┌─ EXTRACT

The network is slow. Who is hogging all of the bandwidth? By using a good bandwidth monitoring tool, you can easily determine the source of spam and virus flooding problems. Such tools can also help you to plan for future capacity as the network users outgrow the available pipe. These tools will give you a visual representation of how trafficis flowing throughout your network, including traffic coming from a particular machine or service.

  • MRTG (people.ee.ethz.ch/~oetiker/webtools/mrtg/). Most network administrators have encountered MRTG at some point in their travels. Originally written in 1995, MRTG is possibly the most widely used bandwidth monitoring application. Using Perl and C, it builds a web page full of graphs detailing the inbound and outbound traffic used on a particular network device. MRTG makes it simple to query network switches, access points, servers, and other devices and display the results as graphs that change over time.

  • RRDtool (people.ee.ethz.ch/~oetiker/webtools/rrdtool). Developed by the same people who wrote mrtg, rrdtool is a more powerful generic monitoring application. RRD is short for “round-robin database”. It is a generic data format that allows you to easily track any particular data point as a set averaged over time. While rrdtool does not directly monitor interfaces or devices, many monitoring packages rely on it to store and display the data they collect. With a few simple shell scripts, you can easily monitor your network switches and access points, and plot the bandwidth used as a graph on a web page.

└─
┌─ DATASET

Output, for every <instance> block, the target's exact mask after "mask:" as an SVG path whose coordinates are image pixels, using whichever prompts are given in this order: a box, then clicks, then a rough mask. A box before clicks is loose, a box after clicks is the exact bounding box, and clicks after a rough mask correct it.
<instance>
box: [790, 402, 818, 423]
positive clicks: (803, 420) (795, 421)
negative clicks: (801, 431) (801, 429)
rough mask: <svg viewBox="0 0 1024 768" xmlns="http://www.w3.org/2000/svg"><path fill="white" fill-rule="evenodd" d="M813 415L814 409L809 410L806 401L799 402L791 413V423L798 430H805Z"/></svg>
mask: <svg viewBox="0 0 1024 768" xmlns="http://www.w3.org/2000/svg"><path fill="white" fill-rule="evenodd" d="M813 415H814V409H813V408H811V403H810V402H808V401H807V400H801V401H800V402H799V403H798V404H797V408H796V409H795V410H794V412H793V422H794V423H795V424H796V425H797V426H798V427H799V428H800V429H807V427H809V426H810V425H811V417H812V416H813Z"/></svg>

└─

REQUIRED ACTIONS:
**A.** In the bandwidth monitoring text, what year was MRTG first written?
**B.** The bandwidth monitoring text says MRTG can query certain devices. List every kind of device it names.
**C.** Using the bandwidth monitoring text, explain why a bandwidth monitoring tool is worth using when the network is slow.
You won't need the items to do any of this.

ANSWERS FOR THIS EXERCISE:
**A.** 1995

**B.** Network switches, access points, servers

**C.** It lets you easily find the source of spam and virus flooding problems. It also helps you plan for future capacity as users outgrow the available pipe. It does this by showing how traffic flows through the network, including traffic from a particular machine or service.